Image-grounded pointing data:
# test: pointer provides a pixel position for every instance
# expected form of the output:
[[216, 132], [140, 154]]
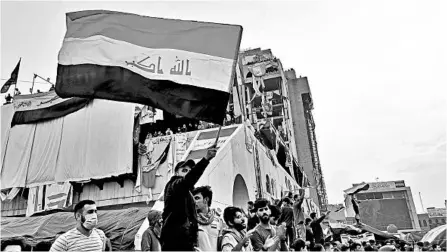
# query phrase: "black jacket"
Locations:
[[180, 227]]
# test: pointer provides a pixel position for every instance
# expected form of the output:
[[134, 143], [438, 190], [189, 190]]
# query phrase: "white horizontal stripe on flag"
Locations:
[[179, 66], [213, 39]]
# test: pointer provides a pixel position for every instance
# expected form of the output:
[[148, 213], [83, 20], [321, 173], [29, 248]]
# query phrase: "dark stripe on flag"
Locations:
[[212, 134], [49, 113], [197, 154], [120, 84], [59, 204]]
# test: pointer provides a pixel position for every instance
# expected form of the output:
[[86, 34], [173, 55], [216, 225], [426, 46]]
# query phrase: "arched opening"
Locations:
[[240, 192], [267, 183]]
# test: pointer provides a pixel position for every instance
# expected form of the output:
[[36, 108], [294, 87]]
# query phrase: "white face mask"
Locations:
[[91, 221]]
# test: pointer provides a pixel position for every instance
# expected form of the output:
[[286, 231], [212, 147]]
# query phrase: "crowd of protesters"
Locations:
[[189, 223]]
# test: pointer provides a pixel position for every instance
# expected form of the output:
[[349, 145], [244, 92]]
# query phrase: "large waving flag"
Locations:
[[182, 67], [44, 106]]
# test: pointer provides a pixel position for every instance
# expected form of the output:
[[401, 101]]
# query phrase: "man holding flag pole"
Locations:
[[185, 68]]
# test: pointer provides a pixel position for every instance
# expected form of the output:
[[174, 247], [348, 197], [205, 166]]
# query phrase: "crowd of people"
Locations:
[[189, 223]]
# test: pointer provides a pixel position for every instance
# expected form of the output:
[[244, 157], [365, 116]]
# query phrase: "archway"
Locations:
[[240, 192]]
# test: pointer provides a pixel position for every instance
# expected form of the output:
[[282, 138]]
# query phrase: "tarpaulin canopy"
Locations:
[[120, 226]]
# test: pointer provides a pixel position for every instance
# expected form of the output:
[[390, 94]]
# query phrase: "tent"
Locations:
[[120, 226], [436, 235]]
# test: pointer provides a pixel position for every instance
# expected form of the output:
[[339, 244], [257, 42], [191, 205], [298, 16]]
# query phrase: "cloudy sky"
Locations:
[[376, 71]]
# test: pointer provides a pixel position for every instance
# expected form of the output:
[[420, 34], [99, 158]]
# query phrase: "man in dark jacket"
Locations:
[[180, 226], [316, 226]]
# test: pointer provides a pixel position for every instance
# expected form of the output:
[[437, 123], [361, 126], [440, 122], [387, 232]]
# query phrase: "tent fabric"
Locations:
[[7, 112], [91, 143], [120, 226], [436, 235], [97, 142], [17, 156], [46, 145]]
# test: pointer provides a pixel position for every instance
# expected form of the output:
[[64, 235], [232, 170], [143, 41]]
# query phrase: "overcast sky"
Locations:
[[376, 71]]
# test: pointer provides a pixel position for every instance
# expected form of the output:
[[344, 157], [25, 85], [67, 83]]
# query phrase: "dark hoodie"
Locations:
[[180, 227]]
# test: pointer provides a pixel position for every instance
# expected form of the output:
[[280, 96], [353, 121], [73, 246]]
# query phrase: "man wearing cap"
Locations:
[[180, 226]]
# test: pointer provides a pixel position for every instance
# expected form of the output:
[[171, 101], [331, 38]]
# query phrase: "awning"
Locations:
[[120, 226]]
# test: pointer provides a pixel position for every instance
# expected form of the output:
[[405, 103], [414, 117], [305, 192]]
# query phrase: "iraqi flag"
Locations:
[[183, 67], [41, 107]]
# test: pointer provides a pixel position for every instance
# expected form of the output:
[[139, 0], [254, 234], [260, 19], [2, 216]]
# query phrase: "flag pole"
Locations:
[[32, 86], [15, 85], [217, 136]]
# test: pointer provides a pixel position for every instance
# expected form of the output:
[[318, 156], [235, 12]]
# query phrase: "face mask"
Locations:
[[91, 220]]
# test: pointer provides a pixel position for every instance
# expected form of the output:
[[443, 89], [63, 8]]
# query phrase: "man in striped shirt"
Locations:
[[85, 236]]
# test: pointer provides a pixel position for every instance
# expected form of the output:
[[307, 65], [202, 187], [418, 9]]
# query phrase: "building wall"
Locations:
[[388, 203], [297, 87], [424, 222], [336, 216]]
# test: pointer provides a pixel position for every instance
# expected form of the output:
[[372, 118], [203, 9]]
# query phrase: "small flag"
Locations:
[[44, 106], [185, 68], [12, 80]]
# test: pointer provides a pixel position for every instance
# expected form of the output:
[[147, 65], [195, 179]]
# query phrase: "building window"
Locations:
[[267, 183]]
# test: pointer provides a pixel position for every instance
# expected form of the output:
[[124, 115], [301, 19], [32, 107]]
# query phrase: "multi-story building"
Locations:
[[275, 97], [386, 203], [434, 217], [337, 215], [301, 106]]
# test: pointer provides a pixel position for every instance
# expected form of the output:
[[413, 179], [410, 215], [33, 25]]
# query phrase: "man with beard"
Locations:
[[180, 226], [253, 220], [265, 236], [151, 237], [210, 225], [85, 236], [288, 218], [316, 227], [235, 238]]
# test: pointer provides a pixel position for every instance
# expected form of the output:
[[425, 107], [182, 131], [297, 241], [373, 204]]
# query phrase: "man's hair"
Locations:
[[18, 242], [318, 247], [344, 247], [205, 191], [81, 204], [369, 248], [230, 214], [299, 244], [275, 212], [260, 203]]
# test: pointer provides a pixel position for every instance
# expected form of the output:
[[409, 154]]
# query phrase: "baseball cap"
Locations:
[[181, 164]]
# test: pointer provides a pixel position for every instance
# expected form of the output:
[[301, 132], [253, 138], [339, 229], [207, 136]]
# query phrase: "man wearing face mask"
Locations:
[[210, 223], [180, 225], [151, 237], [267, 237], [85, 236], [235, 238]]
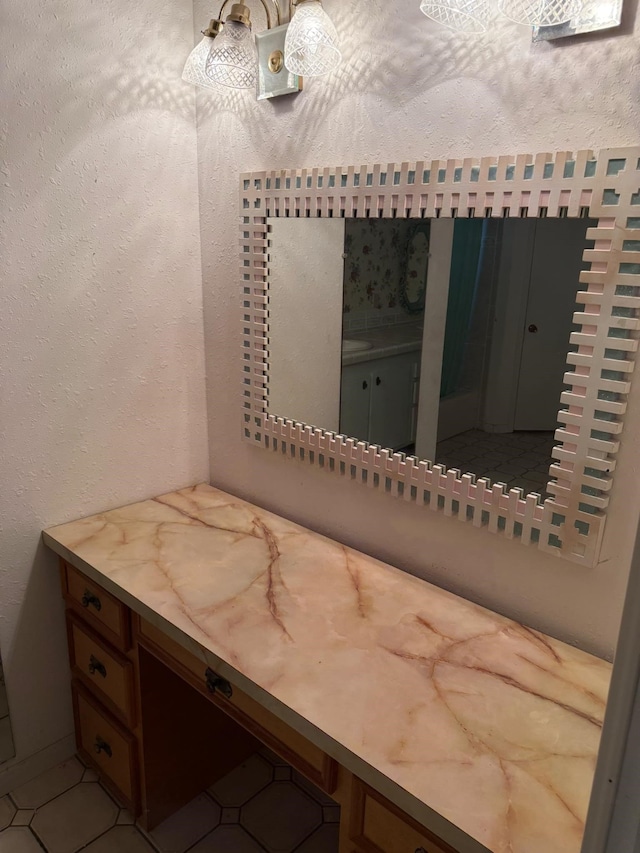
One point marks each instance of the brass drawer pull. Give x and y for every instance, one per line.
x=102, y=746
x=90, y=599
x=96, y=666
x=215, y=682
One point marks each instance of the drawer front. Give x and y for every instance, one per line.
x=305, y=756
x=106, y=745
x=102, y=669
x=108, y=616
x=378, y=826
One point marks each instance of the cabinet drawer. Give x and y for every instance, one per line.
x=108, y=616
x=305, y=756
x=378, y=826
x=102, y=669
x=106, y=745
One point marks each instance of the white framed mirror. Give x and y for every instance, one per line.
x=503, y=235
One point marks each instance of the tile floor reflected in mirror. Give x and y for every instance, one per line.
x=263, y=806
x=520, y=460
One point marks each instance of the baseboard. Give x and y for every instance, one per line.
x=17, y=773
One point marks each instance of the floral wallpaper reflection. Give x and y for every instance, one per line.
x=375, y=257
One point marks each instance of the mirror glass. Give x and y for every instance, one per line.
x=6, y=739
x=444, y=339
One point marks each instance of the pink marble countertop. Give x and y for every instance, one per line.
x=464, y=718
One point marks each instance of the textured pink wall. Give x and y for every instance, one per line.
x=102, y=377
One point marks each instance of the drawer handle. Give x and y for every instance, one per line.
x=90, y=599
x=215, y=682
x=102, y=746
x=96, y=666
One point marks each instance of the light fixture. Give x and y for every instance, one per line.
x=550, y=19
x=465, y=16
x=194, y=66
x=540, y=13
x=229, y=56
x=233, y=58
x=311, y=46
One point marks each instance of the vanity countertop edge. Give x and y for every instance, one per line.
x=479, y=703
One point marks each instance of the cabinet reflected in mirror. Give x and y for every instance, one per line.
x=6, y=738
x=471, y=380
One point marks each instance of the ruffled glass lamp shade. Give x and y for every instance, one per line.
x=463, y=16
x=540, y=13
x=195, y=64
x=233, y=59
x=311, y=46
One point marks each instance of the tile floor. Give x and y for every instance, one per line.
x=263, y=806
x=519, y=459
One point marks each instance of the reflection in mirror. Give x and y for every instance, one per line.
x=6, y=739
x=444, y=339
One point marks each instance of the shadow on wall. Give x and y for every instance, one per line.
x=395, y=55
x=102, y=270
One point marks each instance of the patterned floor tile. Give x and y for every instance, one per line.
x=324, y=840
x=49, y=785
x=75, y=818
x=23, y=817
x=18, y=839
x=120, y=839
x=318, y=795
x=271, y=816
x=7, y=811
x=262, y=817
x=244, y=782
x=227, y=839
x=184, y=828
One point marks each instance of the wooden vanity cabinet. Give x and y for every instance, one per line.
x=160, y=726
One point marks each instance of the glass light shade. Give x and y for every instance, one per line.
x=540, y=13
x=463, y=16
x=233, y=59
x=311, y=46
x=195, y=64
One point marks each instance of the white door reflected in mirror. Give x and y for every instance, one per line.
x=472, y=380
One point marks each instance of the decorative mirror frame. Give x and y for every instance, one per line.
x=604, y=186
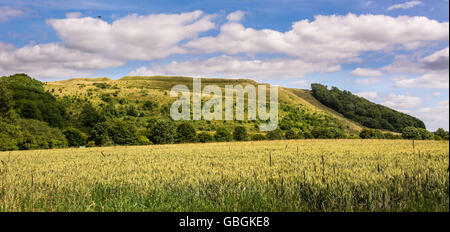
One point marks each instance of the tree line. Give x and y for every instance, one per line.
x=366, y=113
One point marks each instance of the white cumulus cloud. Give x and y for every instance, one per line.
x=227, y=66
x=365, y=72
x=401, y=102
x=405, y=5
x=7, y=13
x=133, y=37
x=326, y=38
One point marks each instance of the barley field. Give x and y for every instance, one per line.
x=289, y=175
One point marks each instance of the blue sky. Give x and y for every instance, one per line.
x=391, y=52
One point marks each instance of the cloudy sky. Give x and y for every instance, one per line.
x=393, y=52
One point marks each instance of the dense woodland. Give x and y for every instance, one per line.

» **EXERCISE REQUIREMENTS**: Begin at the top of the records above and retype each line exactly until the line containing "[[134, 143], [438, 190], [189, 190]]", which is included. Skip all pictures.

» **TASK RESPONSE**:
# test: pointer provides a pixel position for every instance
# expected form of the output:
[[216, 132], [140, 154]]
# query phrase: "black jacket"
Locations:
[[180, 227]]
# test: pointer provides a pixel position for every instance
# expected form of the output:
[[134, 143], [438, 190], [189, 190]]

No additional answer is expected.